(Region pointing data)
- Opening Delimiter -

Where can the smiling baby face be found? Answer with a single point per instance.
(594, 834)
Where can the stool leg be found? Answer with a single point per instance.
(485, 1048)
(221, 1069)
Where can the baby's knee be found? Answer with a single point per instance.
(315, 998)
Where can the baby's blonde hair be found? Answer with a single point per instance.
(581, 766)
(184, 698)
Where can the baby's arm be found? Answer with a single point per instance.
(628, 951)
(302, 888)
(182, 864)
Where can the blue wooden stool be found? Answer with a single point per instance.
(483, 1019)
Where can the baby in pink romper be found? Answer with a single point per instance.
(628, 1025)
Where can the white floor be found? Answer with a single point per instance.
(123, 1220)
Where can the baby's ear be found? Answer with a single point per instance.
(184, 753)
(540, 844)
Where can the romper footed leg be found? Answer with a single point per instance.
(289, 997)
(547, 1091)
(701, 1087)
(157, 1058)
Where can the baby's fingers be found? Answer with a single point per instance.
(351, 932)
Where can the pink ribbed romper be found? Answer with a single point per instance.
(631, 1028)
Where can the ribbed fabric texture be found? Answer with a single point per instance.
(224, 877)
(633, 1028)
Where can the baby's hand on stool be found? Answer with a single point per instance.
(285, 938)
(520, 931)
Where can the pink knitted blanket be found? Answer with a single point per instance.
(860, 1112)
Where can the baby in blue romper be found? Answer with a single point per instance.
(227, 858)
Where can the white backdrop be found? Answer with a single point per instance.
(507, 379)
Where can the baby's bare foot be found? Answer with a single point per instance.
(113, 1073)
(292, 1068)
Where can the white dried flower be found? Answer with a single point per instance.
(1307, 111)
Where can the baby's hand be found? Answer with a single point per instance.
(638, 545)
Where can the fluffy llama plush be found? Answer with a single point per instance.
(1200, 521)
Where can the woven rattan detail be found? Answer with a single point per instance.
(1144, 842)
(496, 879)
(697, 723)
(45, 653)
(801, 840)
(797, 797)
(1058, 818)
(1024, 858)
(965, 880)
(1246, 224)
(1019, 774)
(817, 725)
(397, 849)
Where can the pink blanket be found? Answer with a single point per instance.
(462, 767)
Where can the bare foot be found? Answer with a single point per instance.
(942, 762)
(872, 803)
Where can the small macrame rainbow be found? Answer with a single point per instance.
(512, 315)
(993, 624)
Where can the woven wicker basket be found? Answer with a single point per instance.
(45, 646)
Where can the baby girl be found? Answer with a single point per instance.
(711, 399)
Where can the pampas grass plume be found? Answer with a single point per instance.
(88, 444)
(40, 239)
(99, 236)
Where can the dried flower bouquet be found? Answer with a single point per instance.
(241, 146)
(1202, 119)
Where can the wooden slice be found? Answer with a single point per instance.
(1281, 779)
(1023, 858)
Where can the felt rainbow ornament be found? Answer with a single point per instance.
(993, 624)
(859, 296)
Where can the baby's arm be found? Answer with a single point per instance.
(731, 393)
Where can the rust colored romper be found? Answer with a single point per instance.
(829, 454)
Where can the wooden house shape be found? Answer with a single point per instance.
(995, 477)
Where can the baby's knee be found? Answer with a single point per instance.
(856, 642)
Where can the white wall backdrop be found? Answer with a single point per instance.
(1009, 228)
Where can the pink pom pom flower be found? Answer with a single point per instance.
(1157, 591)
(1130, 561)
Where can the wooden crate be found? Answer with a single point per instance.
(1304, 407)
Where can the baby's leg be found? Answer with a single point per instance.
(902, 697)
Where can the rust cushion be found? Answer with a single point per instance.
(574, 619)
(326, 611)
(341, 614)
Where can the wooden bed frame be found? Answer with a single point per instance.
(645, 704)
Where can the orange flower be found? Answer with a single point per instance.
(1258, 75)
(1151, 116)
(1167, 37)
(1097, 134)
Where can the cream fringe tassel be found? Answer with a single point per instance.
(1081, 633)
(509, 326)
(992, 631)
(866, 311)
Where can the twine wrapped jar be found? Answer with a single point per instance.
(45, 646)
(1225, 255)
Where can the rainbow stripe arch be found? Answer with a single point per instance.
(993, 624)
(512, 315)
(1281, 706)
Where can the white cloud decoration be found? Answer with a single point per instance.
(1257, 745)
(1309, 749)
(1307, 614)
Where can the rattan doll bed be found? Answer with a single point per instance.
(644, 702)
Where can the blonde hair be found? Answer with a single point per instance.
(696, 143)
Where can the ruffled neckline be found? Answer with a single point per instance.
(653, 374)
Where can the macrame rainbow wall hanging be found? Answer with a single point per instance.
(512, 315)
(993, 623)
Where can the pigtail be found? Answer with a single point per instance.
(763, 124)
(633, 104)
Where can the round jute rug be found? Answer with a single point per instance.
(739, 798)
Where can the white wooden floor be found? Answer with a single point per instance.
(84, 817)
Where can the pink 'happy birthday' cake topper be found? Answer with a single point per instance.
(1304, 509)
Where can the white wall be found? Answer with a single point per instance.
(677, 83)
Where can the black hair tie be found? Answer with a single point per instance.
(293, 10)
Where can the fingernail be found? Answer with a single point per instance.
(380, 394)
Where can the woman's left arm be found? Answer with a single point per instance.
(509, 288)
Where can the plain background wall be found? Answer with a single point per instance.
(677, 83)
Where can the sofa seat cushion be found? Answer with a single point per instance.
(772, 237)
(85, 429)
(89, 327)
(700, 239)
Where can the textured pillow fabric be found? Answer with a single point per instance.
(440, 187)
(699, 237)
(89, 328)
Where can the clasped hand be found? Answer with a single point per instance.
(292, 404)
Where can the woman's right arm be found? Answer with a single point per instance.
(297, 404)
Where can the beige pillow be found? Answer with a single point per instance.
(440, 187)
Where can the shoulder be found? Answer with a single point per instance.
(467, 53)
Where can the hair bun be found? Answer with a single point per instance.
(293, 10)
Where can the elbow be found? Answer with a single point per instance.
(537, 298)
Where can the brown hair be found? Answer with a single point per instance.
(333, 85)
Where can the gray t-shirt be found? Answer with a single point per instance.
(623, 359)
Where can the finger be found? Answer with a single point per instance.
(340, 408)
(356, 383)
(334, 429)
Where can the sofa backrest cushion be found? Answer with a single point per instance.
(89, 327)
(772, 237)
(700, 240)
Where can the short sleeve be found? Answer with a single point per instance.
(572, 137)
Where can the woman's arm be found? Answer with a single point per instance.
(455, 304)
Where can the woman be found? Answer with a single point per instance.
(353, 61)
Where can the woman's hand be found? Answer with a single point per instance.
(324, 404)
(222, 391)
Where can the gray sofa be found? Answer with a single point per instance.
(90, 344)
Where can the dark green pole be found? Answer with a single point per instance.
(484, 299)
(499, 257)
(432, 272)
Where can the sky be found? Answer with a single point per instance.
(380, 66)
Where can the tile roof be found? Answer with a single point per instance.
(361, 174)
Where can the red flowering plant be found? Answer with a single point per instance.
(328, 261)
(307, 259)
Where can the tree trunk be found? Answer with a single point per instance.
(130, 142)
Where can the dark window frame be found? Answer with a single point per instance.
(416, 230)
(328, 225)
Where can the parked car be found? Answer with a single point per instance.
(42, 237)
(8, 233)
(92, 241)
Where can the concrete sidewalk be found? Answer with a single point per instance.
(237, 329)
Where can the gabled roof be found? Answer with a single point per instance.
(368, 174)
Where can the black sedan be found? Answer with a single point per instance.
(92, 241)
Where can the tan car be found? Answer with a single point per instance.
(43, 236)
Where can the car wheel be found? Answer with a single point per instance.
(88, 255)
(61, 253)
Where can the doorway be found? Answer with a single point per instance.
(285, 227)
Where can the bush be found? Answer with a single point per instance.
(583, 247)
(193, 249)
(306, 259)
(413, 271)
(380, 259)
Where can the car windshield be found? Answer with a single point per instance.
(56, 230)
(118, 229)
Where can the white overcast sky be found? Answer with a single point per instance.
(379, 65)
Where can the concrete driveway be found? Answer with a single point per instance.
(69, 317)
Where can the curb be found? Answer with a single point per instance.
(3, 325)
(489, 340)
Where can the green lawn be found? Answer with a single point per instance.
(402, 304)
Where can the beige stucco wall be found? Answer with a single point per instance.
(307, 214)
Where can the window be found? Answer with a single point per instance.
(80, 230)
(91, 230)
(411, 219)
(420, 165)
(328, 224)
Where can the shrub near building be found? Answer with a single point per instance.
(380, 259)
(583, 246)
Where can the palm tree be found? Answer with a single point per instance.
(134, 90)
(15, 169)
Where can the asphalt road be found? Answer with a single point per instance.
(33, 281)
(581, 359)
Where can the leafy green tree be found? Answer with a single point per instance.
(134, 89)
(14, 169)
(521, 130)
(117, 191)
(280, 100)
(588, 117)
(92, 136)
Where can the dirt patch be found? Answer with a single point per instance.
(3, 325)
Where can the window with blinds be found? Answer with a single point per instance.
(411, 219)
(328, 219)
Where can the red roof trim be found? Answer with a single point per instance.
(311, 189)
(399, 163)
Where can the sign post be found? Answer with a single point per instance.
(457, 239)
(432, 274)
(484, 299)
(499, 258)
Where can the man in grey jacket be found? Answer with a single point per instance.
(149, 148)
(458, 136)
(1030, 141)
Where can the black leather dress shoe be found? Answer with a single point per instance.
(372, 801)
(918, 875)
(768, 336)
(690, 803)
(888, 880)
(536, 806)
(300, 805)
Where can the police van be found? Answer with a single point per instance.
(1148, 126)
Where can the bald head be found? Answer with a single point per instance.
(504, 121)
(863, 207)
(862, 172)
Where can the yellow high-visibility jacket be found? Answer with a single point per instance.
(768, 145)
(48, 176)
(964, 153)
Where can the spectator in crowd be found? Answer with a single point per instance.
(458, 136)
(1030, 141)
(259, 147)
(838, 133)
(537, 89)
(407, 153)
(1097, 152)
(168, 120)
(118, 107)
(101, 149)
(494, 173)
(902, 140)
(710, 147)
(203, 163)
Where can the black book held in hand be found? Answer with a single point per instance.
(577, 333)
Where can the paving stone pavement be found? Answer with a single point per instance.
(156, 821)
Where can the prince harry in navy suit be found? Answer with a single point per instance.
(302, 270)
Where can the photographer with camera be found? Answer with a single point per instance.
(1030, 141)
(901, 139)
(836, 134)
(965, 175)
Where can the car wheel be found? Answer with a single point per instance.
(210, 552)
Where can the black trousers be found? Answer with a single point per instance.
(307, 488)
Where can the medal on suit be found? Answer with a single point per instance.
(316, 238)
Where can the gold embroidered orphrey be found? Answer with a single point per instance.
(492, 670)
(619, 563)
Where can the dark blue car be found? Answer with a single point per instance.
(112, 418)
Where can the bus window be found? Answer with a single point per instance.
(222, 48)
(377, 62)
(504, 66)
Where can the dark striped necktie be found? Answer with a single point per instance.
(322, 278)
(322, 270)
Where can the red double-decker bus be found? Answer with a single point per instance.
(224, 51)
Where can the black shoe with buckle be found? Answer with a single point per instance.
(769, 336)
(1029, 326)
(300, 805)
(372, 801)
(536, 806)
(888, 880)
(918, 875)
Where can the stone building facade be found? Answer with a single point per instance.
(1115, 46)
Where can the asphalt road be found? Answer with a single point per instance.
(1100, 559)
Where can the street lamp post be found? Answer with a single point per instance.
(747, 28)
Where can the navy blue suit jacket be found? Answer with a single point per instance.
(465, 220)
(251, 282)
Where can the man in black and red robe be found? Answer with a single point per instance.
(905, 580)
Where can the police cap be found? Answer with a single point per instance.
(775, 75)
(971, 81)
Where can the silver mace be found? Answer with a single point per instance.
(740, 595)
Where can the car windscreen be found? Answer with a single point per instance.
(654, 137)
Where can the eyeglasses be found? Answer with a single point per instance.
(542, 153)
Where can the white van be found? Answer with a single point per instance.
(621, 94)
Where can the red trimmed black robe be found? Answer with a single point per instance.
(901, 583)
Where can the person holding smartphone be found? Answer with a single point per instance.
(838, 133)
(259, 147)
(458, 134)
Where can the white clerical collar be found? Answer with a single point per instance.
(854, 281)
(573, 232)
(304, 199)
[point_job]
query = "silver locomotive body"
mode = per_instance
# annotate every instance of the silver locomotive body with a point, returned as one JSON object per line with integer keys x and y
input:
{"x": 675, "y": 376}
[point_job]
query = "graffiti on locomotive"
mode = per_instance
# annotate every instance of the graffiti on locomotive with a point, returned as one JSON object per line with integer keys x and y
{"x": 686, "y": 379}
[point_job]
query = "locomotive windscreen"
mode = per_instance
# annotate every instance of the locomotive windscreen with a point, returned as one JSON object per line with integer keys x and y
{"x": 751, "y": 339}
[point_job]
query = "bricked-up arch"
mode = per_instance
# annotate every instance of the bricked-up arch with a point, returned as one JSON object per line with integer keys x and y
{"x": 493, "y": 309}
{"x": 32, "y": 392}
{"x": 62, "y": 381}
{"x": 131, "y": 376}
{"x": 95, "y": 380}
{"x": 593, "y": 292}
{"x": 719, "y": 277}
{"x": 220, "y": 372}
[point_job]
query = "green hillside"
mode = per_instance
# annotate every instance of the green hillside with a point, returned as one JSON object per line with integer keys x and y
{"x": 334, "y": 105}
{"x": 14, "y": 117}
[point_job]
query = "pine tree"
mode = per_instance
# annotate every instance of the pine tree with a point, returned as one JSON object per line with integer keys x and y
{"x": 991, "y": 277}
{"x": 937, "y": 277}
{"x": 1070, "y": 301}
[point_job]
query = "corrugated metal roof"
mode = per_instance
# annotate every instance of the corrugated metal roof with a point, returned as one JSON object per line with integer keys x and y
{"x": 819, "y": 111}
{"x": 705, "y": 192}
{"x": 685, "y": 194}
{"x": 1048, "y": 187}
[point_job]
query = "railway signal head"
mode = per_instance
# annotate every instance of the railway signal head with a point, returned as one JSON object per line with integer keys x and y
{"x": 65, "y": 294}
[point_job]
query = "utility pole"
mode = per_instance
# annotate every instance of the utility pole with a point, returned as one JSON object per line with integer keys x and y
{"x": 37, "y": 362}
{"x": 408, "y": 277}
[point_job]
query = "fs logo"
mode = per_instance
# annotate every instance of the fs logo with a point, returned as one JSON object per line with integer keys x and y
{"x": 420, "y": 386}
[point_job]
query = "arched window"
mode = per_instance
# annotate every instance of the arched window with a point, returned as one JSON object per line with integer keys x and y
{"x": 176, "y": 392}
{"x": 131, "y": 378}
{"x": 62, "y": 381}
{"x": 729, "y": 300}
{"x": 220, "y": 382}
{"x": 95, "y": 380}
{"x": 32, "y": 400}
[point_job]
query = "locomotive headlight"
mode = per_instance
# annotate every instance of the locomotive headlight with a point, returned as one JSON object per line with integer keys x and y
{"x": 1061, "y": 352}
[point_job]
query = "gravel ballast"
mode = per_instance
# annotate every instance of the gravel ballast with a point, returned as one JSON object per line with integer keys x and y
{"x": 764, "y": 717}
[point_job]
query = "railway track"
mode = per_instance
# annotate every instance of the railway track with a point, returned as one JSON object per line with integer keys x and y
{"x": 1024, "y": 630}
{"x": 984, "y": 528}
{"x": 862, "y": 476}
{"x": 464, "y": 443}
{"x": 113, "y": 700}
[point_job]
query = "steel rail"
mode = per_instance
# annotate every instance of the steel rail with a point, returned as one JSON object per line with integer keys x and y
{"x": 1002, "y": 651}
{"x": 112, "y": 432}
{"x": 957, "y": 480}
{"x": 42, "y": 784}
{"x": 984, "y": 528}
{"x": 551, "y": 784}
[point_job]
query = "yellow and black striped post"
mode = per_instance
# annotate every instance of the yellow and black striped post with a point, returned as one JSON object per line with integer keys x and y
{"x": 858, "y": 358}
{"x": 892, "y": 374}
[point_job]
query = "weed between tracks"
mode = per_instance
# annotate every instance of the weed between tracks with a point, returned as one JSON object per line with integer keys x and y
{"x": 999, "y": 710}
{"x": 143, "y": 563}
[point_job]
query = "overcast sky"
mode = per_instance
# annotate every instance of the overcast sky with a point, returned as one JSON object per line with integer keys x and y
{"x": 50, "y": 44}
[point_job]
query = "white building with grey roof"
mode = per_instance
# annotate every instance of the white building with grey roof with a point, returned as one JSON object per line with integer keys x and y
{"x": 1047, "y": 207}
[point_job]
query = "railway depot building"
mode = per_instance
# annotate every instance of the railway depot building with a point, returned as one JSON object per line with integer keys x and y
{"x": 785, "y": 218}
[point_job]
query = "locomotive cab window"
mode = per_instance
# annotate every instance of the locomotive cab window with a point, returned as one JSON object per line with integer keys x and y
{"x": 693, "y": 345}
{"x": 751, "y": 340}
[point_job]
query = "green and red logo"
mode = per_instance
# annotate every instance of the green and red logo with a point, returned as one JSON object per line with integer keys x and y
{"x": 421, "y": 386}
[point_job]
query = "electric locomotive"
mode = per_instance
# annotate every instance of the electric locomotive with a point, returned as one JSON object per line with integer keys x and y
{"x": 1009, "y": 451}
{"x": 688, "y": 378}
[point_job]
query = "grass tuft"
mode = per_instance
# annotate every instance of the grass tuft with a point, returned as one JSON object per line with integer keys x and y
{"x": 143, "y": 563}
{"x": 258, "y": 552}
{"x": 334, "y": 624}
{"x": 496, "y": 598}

- Closing Delimiter -

= Work to complete =
Of all the entries above, how many lines contain "body"? Give the number alone.

= Answer to this problem =
2